Page text:

Multilingual Capabilities: How AI Systems Perform Across Languages in Education
Benchmarks evaluating performance across languages and cross-lingual educational tasks.
How this was produced: We identified high-relevance papers (scored ≥7/10) classified under this category, extracted key sections (abstract, introduction, results, discussion, conclusions) from each, then used Claude to synthesise findings into a structured analysis. The report below reflects what the research covers — and what it doesn't.
The ability of large language models (LLMs) to operate effectively across multiple languages is arguably the single most consequential factor determining whether AI-EdTech can deliver equitable educational benefits in low- and middle-income countries (LMICs). Our analysis of 15 papers focussed on multilingual capabilities in educational contexts reveals a consistent and concerning finding: LLMs exhibit systematic performance gaps of 10–40% between English and other languages, with degradation most severe for low-resource languages and non-Latin scripts. This means that learners who stand to benefit most from AI-powered educational tools — those in multilingual LMIC settings — are precisely those receiving the lowest-quality AI support.

(Segmentation mask data)
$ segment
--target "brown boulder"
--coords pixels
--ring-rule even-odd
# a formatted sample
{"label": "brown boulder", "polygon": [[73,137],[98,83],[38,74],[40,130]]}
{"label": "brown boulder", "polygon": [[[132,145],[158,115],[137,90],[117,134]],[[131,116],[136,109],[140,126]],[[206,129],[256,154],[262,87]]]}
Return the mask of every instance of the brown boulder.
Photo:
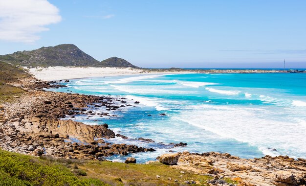
{"label": "brown boulder", "polygon": [[179,154],[178,153],[164,154],[160,156],[159,162],[166,164],[175,164],[177,163],[179,158]]}
{"label": "brown boulder", "polygon": [[124,162],[125,163],[136,163],[136,159],[132,157],[129,157],[127,158],[125,162]]}
{"label": "brown boulder", "polygon": [[278,186],[293,186],[297,185],[294,176],[290,172],[280,170],[275,173],[274,184]]}

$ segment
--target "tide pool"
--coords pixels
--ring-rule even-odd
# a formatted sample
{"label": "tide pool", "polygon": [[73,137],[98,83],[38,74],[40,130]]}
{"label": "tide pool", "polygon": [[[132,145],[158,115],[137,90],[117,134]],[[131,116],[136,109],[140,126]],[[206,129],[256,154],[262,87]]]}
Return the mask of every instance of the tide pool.
{"label": "tide pool", "polygon": [[[146,74],[76,79],[64,84],[67,87],[54,91],[109,94],[135,106],[112,111],[117,117],[73,119],[107,123],[116,134],[155,141],[106,140],[156,150],[129,155],[138,163],[169,151],[185,150],[247,158],[306,158],[306,73]],[[140,103],[134,104],[135,101]],[[188,145],[168,148],[168,144],[179,142]]]}

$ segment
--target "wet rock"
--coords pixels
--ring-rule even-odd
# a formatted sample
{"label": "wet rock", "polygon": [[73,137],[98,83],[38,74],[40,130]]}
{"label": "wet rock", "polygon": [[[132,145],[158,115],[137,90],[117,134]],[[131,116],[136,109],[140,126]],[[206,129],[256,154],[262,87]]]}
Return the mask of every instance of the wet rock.
{"label": "wet rock", "polygon": [[187,146],[187,143],[183,143],[182,142],[180,142],[179,143],[176,143],[174,144],[174,147],[184,147]]}
{"label": "wet rock", "polygon": [[137,139],[138,140],[140,140],[142,141],[144,141],[145,142],[147,142],[148,143],[154,143],[155,142],[155,141],[154,141],[153,140],[151,139],[145,139],[143,138],[139,138]]}
{"label": "wet rock", "polygon": [[297,185],[297,181],[290,172],[280,170],[275,173],[274,184],[277,186],[293,186]]}
{"label": "wet rock", "polygon": [[29,146],[29,147],[28,148],[28,150],[30,151],[33,151],[34,149],[34,148],[32,146]]}
{"label": "wet rock", "polygon": [[116,136],[117,137],[120,137],[120,138],[122,138],[123,139],[129,139],[129,138],[127,137],[126,136],[122,135],[121,135],[120,134],[117,134],[116,135]]}
{"label": "wet rock", "polygon": [[124,162],[125,163],[136,163],[136,159],[132,157],[129,157],[127,158]]}
{"label": "wet rock", "polygon": [[159,162],[164,164],[172,165],[176,164],[178,161],[179,154],[164,154],[160,156]]}

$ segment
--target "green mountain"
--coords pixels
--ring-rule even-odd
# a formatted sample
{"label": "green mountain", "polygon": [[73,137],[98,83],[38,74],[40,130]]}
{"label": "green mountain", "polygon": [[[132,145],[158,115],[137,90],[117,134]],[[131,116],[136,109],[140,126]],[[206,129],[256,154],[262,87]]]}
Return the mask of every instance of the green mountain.
{"label": "green mountain", "polygon": [[[109,59],[112,58],[114,58]],[[110,60],[108,59],[101,63],[72,44],[42,47],[30,51],[19,51],[0,55],[0,61],[28,67],[137,67],[123,59],[115,58],[116,60]],[[106,62],[103,62],[106,60],[108,60]]]}
{"label": "green mountain", "polygon": [[117,57],[109,58],[109,59],[101,61],[101,63],[104,67],[139,68],[139,67],[132,65],[131,63],[128,62],[128,61]]}

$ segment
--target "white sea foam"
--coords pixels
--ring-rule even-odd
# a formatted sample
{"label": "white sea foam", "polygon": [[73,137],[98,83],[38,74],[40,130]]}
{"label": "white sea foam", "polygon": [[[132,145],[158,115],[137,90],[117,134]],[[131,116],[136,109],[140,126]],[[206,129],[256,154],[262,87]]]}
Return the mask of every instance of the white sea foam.
{"label": "white sea foam", "polygon": [[252,94],[251,93],[244,93],[244,96],[245,97],[250,98],[252,96]]}
{"label": "white sea foam", "polygon": [[229,95],[238,95],[240,93],[240,91],[224,91],[221,90],[215,89],[210,87],[206,88],[205,90],[207,90],[209,92],[211,92],[212,93],[218,93],[221,94],[226,94]]}
{"label": "white sea foam", "polygon": [[137,81],[146,79],[155,78],[158,76],[164,76],[169,74],[158,74],[158,75],[139,75],[137,76],[133,76],[127,77],[126,78],[119,79],[116,81],[107,81],[104,84],[125,84],[131,83],[134,81]]}
{"label": "white sea foam", "polygon": [[206,85],[216,85],[217,83],[209,83],[209,82],[198,82],[196,81],[180,81],[181,84],[194,88],[199,88],[199,87],[204,86]]}
{"label": "white sea foam", "polygon": [[138,101],[140,104],[144,105],[148,107],[154,107],[157,111],[170,110],[168,108],[161,105],[162,102],[166,102],[167,101],[158,98],[148,98],[146,97],[135,96],[131,95],[127,95],[126,97],[129,99],[133,99]]}
{"label": "white sea foam", "polygon": [[[301,122],[279,118],[284,115],[282,112],[287,111],[258,106],[207,104],[191,107],[190,109],[182,111],[178,117],[220,138],[234,139],[257,146],[264,154],[305,157],[306,141],[303,132],[305,126]],[[190,113],[192,115],[189,114]],[[268,148],[276,148],[277,151]]]}
{"label": "white sea foam", "polygon": [[302,101],[293,100],[292,104],[297,107],[306,107],[306,102]]}
{"label": "white sea foam", "polygon": [[125,85],[111,85],[110,87],[113,87],[114,89],[119,91],[125,92],[129,93],[136,93],[140,94],[145,93],[168,93],[168,94],[188,94],[194,93],[193,91],[179,91],[176,90],[165,90],[158,89],[157,87],[153,87],[155,88],[150,88],[148,86],[130,86]]}

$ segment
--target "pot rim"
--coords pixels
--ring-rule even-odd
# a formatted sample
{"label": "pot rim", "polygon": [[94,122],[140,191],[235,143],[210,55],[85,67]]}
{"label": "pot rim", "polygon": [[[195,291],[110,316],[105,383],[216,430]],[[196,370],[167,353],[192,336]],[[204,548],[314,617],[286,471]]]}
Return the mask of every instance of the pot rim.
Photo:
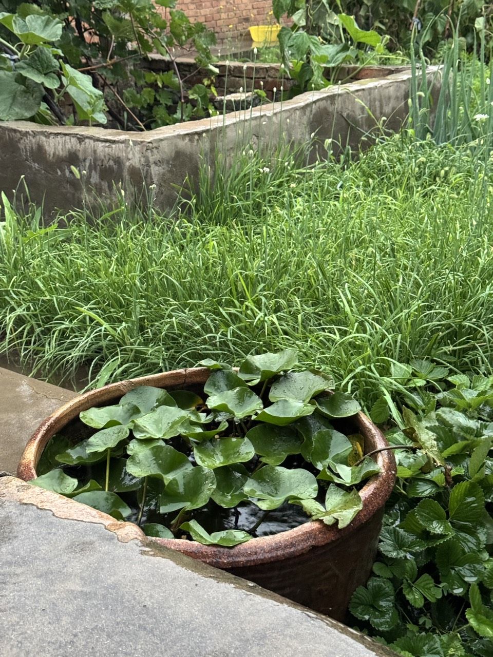
{"label": "pot rim", "polygon": [[[46,418],[34,432],[20,457],[17,468],[18,476],[26,482],[37,476],[36,466],[49,440],[69,422],[78,417],[81,411],[115,401],[139,386],[170,388],[203,385],[206,379],[206,375],[208,375],[210,371],[207,367],[172,370],[110,384],[75,397]],[[364,413],[360,411],[352,417],[360,432],[365,440],[369,440],[373,449],[388,446],[382,432]],[[204,545],[195,541],[154,537],[147,537],[147,544],[151,547],[154,543],[177,550],[220,568],[244,567],[298,556],[312,548],[343,539],[383,507],[395,483],[396,463],[391,450],[377,453],[376,461],[381,471],[371,477],[359,491],[363,501],[363,509],[344,529],[339,530],[335,525],[326,525],[321,520],[309,520],[293,529],[269,536],[252,538],[233,547]]]}

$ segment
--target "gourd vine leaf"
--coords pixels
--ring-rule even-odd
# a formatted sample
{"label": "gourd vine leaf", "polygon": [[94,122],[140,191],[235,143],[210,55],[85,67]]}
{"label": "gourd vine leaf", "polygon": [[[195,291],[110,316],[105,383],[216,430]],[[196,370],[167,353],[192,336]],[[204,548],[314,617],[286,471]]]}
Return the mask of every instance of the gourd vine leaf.
{"label": "gourd vine leaf", "polygon": [[245,543],[252,537],[246,532],[241,530],[225,530],[223,532],[213,532],[210,534],[197,520],[190,520],[180,525],[180,529],[188,532],[194,541],[203,545],[223,545],[232,547],[241,543]]}

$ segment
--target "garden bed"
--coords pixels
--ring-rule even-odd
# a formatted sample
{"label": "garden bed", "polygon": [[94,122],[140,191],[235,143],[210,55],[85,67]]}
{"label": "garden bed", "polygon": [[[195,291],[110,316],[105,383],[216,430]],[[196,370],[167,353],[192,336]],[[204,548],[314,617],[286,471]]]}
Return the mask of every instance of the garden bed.
{"label": "garden bed", "polygon": [[[431,67],[427,74],[433,94],[439,90],[438,70]],[[158,206],[170,208],[186,179],[195,186],[204,160],[213,168],[216,150],[231,162],[245,147],[266,152],[283,144],[310,144],[316,159],[326,155],[327,139],[339,152],[371,143],[372,134],[381,134],[381,124],[398,130],[408,112],[411,76],[408,70],[361,79],[143,133],[5,122],[0,124],[0,189],[9,193],[24,177],[32,200],[44,200],[47,209],[69,210],[80,206],[89,191],[108,198],[119,187],[129,194],[156,185]]]}

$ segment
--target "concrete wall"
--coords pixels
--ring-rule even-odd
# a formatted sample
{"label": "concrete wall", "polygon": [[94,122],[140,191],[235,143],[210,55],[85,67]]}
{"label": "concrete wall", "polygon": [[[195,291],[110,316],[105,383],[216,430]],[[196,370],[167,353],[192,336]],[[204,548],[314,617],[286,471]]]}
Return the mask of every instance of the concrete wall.
{"label": "concrete wall", "polygon": [[[158,206],[170,208],[176,187],[187,177],[197,181],[201,165],[214,172],[216,148],[231,161],[246,146],[273,149],[280,143],[311,141],[314,158],[324,156],[327,139],[357,149],[370,143],[372,132],[381,134],[380,122],[388,130],[398,129],[408,110],[410,75],[360,80],[251,112],[146,133],[0,122],[0,189],[11,196],[24,176],[33,200],[44,199],[47,210],[68,210],[80,207],[92,192],[111,198],[119,185],[128,194],[155,185]],[[436,78],[437,69],[428,75]],[[80,180],[71,166],[85,172]]]}

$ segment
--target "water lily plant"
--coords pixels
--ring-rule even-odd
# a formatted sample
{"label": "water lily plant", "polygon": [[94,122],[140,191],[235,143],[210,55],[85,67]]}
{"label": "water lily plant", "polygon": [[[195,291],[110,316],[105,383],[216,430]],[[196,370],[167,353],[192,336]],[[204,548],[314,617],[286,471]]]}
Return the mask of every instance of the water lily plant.
{"label": "water lily plant", "polygon": [[310,517],[349,524],[362,507],[358,487],[379,472],[362,437],[339,430],[358,403],[330,392],[327,374],[298,369],[295,350],[248,356],[237,369],[199,365],[210,371],[199,394],[141,386],[81,413],[92,435],[54,436],[31,483],[149,535],[205,545]]}

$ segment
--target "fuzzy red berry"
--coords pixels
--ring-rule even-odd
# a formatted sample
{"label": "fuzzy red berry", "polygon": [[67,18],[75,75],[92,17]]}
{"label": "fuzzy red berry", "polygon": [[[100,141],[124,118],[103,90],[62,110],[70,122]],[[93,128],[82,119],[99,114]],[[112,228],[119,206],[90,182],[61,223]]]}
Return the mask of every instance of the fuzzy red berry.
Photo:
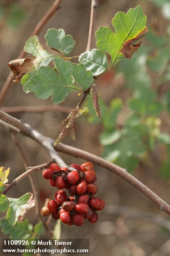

Assigned task 1: In the page text, starting with "Multilingual Capabilities: How" and going on through "what it doesn't.", how would it read if you changed "Benchmarks" to "Tests"?
Assigned task 2: According to the report on multilingual AI in education, why do learners in multilingual LMIC settings receive the lowest-quality AI support? Answer in one to three sentences.
Assigned task 3: Could you write the next part of the report on multilingual AI capabilities in education, picking up after its last sentence?

Task response 1:
Multilingual Capabilities: How AI Systems Perform Across Languages in Education
Tests evaluating performance across languages and cross-lingual educational tasks.
How this was produced: We identified high-relevance papers (scored ≥7/10) classified under this category, extracted key sections (abstract, introduction, results, discussion, conclusions) from each, then used Claude to synthesise findings into a structured analysis. The report below reflects what the research covers — and what it doesn't.

Task response 2: LLMs show systematic performance gaps of 10–40% between English and other languages. The degradation is most severe for low-resource languages and non-Latin scripts. As a result, the learners in multilingual LMIC settings who stand to benefit most get the weakest support.

Task response 3:
The research base is growing in sophistication. Multiple studies now construct authentic multilingual benchmarks drawn from real national examinations and curricula, moving beyond the earlier — and deeply flawed — practice of simply translating English-language datasets. Landmark benchmarks such as EXAMS (covering 16 languages and 24 subjects) and IndoMMLU (nearly 15,000 questions from Indonesian education) provide granular evidence of where models succeed and fail. A particularly striking finding from the IndoMMLU study is that earlier-generation models such as GPT-3.5 achieved only primary school-level performance when tested on Indonesian educational content, despite performing competently on equivalent English-language assessments.
However, the field remains heavily focussed on measuring answer correctness rather than the quality of educational interaction. Almost no research examines long-term learning outcomes for students using multilingual AI tutors, the impact of language-dependent performance gaps on student motivation, or how code-switching — a natural feature of multilingual classrooms — is handled by these systems. These gaps represent urgent priorities for the education research and funding community.